_What to produce_
Report every line from the following entries that contains the string "truck".

_Working data_

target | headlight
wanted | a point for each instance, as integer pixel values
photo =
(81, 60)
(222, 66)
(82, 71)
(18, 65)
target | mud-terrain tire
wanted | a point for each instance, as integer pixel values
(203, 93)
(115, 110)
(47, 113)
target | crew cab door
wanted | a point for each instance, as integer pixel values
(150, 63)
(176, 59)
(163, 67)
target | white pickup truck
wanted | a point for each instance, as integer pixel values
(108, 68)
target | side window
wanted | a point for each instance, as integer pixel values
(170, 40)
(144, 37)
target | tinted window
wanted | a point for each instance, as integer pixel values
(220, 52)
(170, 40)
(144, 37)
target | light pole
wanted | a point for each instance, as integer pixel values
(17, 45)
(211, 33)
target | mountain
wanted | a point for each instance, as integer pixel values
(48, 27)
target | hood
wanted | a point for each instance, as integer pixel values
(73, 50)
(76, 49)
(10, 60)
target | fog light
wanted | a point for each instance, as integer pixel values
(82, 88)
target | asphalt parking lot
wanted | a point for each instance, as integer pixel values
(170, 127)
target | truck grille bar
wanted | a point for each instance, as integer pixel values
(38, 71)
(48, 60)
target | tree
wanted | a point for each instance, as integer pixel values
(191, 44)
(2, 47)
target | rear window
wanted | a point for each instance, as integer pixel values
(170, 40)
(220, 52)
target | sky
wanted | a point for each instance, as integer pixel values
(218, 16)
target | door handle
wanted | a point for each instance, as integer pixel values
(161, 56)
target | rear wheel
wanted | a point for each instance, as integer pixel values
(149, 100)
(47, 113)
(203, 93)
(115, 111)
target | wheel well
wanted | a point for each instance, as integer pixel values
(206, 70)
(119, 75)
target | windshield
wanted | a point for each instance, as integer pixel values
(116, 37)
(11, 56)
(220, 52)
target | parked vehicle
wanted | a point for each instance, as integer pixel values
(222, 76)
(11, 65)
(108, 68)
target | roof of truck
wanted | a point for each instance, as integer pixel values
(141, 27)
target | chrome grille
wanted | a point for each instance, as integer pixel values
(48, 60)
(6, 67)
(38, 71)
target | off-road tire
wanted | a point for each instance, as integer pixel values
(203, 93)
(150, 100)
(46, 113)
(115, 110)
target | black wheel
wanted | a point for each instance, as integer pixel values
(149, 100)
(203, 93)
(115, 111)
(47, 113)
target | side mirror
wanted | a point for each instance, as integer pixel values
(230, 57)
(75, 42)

_Task output_
target | white pickup truck
target | truck grille bar
target | roof of truck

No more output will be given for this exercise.